»»

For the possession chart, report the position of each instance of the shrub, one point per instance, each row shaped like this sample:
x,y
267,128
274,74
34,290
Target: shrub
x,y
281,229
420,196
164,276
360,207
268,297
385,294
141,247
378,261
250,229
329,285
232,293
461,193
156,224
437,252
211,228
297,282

««

Each record, exactly as written, is to be printed again.

Expected answer:
For the possession chart, report the position of each instance of the shrub, one point per instance, each row shaped like this sample:
x,y
267,128
274,74
34,290
Target: shrub
x,y
281,229
420,196
164,276
360,207
268,297
385,294
141,247
378,261
250,229
329,285
232,293
461,193
156,224
437,252
211,228
297,282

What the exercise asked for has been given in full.